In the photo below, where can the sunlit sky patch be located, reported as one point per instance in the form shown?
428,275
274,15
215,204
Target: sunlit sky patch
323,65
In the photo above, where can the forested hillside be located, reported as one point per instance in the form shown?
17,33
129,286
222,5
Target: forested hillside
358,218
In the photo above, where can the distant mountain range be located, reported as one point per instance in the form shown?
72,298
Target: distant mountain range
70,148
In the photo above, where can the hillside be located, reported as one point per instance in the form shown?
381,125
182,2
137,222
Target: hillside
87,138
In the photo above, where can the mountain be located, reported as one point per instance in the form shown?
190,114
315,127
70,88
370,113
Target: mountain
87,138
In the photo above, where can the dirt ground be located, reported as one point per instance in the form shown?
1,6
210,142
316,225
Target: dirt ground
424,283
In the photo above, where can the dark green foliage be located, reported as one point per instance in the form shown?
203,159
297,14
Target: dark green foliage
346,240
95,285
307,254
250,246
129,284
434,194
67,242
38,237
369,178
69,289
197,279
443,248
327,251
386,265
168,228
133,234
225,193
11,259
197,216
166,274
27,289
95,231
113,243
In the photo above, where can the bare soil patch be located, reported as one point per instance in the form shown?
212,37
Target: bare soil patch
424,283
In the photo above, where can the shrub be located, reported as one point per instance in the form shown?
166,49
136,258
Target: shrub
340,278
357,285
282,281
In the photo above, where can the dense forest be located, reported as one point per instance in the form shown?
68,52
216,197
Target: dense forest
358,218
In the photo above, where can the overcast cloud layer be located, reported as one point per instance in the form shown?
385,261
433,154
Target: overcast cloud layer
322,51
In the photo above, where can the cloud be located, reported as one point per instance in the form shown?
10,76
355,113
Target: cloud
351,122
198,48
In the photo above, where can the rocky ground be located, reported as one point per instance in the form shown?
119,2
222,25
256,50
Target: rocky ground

+++

WHAT THE EXERCISE ASKS: Rewrite all of the items above, replacing "dense forest" with "thick woodland" everywhere it occurs and changing nothing else.

OUTPUT:
In the photo below, where can the sunlit sky patch be located, reported as one point per instance in the form shown?
428,275
274,15
215,204
Target: sunlit sky patch
323,65
In the photo above, where can the forested hillside be located, reported as one point per instance in the form shown?
17,33
129,286
222,5
Target: forested hillside
358,218
In the photo above, where can the distant mountain range be located, reported as one point per instance in the form shown?
72,298
Target: distant mountain range
70,148
In the photo above, where can the hillside be located, reported as one point per instance in the form shown?
381,125
182,2
137,222
Target: hillside
87,138
In the photo above, where can the mountain be located, reported as one point per instance in the form shown?
190,114
315,127
70,88
370,113
Target: mountain
87,138
In the photo above, where can the dirt ground be located, reported as one point per instance in the form shown?
1,6
210,142
316,225
Target: dirt ground
424,283
In the photo above, where can the dark green foliage be located, reported as one point per instance in the form shown?
203,159
297,14
Target: dark green foliage
346,240
95,285
307,254
250,246
129,284
434,194
67,242
38,237
369,178
69,289
197,279
443,248
327,251
386,265
168,228
133,234
225,193
11,259
197,216
166,274
27,289
95,231
113,243
In the photo above, where can the bare soil patch be located, reported as one point per instance in the form shown?
212,37
Target: bare soil patch
424,283
In the photo above, where can the shrub be located, reported as one point per instance in the form shown?
166,49
136,258
Target: shrub
340,278
357,285
282,281
In the photo above, where can the thick woodland be located, reported as one point per instance in the form shown?
68,52
216,197
Target: thick woodland
358,218
In the photo above, where can the overcast cloud layer be located, reported as one point per instance in the form shown?
385,261
433,154
Target: overcast cloud layer
322,51
In the photo above, where can the cloud be located, reported as one point per instance in the form shown?
10,76
355,113
Target: cloud
351,122
198,48
In the photo above, where can the rocky ground be located, reported as one point per instance in the form shown?
119,2
222,25
256,50
Target: rocky ground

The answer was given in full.